[[ INFORMATION SHOWN open ]]

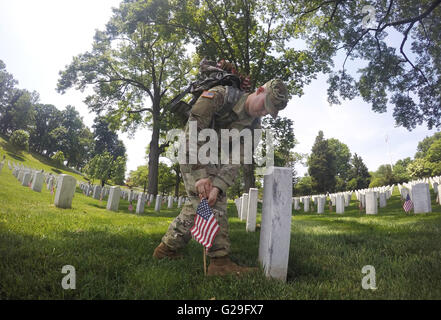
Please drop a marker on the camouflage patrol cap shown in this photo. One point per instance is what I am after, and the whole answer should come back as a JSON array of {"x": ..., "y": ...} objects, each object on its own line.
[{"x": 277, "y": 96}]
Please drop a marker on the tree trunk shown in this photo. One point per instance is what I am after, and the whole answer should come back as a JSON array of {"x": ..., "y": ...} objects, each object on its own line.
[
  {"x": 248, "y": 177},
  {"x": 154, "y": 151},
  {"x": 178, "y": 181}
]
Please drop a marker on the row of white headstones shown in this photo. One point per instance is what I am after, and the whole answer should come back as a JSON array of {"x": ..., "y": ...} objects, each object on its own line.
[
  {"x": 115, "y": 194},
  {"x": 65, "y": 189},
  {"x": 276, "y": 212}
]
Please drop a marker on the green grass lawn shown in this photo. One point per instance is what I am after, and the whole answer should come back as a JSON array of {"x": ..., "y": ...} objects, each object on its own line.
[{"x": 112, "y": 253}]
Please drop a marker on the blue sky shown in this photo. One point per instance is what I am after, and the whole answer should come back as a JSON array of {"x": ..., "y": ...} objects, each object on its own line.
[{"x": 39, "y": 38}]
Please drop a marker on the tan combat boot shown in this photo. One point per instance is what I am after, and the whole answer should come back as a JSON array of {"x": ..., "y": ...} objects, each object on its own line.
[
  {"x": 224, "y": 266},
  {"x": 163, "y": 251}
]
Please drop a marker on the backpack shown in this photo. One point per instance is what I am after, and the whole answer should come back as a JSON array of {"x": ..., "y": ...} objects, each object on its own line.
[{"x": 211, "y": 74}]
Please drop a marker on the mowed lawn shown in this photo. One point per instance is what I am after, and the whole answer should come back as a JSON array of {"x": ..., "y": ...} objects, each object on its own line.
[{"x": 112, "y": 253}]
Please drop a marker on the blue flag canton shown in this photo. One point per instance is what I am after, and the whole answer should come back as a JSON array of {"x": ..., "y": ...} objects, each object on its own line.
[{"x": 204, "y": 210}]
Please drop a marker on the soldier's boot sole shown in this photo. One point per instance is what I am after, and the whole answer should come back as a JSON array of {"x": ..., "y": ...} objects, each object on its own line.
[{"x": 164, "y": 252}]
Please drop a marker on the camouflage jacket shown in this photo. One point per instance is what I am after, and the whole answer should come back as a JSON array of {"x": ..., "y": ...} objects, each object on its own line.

[[ INFORMATION SHOWN closed ]]
[[ INFORMATION SHOWN open ]]

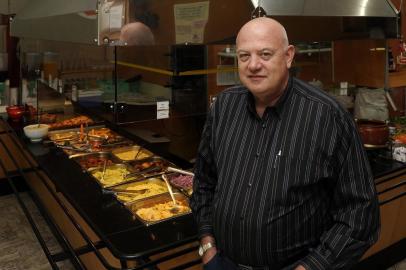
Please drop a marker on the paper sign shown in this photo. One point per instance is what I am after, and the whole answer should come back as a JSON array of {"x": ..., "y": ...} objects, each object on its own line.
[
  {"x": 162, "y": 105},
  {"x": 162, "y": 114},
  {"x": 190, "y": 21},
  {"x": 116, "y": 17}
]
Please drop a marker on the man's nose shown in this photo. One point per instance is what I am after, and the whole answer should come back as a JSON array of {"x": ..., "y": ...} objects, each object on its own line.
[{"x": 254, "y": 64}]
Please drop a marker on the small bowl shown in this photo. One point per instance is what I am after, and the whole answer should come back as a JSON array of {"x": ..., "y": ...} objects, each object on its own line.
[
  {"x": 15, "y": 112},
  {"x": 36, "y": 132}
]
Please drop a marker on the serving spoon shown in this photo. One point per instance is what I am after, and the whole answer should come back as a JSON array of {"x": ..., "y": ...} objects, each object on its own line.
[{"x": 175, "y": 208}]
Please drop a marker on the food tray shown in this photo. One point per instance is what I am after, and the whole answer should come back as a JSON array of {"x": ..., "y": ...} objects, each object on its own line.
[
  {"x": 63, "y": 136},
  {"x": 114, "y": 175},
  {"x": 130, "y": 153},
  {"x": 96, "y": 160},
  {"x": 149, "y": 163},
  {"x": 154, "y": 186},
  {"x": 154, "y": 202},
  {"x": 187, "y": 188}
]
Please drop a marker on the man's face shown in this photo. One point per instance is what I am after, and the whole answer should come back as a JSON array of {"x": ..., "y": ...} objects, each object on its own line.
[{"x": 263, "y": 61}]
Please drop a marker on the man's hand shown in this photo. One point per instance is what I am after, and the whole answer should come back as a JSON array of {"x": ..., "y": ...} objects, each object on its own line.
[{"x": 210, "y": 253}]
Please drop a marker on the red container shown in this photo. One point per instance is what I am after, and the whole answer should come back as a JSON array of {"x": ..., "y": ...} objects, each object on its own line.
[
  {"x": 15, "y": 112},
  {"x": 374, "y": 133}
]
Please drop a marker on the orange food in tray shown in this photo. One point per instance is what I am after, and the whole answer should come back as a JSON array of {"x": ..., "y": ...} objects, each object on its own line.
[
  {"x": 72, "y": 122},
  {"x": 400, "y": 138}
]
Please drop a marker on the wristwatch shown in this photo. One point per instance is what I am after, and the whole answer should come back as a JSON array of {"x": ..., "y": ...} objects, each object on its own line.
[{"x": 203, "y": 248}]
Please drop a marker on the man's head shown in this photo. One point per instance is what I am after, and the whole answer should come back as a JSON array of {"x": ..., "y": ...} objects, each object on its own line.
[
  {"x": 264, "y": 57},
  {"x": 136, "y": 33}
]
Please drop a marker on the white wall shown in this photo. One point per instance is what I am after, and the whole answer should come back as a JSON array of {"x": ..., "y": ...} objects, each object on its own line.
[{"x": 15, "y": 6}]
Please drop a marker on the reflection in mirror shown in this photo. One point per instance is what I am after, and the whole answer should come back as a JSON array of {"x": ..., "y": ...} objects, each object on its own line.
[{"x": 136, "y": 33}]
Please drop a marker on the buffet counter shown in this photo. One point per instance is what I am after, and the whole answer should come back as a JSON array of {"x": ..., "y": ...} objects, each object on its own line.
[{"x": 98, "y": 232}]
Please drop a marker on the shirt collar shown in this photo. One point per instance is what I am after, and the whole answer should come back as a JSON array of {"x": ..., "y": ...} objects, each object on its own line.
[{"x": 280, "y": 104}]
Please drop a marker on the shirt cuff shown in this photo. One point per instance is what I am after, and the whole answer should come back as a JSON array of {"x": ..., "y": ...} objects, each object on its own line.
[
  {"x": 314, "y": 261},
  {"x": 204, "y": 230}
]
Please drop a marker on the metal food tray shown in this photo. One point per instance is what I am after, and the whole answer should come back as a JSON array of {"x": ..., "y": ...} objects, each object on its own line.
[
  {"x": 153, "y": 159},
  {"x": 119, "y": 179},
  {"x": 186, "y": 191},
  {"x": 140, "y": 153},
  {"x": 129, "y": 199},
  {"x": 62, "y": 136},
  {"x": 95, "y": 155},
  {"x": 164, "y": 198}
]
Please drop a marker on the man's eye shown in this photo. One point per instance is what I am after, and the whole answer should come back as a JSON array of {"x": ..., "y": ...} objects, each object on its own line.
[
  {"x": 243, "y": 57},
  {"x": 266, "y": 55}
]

[[ INFORMATION SHOWN closed ]]
[[ INFORMATION SHOWN open ]]

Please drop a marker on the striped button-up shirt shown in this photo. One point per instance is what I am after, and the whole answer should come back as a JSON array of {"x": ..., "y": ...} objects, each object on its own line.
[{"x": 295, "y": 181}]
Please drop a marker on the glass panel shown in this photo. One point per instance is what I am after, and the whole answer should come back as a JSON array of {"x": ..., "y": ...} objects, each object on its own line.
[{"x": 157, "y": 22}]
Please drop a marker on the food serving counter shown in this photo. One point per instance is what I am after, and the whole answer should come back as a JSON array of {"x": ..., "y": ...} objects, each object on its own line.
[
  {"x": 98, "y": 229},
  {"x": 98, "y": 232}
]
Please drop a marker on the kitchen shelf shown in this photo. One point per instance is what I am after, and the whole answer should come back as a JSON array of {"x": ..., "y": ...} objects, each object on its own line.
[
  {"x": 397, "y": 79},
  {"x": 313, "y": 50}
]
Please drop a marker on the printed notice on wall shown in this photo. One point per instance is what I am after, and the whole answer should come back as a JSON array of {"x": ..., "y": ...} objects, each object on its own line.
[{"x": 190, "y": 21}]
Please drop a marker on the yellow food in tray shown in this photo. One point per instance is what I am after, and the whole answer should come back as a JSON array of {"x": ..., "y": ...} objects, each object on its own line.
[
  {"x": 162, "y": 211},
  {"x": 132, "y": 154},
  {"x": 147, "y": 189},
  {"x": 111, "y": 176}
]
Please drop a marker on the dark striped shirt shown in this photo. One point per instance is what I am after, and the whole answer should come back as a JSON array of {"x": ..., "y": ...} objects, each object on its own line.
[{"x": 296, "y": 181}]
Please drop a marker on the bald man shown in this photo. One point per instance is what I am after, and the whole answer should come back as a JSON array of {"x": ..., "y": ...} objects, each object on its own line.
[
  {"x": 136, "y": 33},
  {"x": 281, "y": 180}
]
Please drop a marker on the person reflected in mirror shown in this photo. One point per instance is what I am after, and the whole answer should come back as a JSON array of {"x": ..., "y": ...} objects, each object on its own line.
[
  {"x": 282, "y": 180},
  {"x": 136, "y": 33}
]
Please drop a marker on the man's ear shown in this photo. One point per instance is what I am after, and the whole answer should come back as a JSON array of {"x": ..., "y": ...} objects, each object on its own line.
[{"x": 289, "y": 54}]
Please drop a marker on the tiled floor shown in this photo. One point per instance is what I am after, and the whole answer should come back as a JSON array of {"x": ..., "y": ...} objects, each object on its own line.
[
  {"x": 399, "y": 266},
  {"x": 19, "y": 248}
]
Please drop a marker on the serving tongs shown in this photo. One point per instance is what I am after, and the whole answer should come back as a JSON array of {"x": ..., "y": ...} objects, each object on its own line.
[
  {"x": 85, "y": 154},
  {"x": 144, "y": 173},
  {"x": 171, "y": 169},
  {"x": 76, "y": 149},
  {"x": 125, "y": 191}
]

[[ INFORMATION SHOWN closed ]]

Look above for the line with "Please drop a marker on the soldier's" and the line with "Please drop a marker on the camouflage jacket". Write out those two lines and all the lines between them, exactly, and no others.

Please drop a marker on the soldier's boot sole shown in this photo. One point per instance is what I am after, and the whole answer should come back as a JSON array of {"x": ..., "y": ...} objects, each object on its own line.
[{"x": 164, "y": 252}]
Please drop a marker on the camouflage jacket shown in this photo. One point per instance is what I am after, and the whole answer should come back as a JSON array of {"x": ..., "y": ...} objects, each object on its own line.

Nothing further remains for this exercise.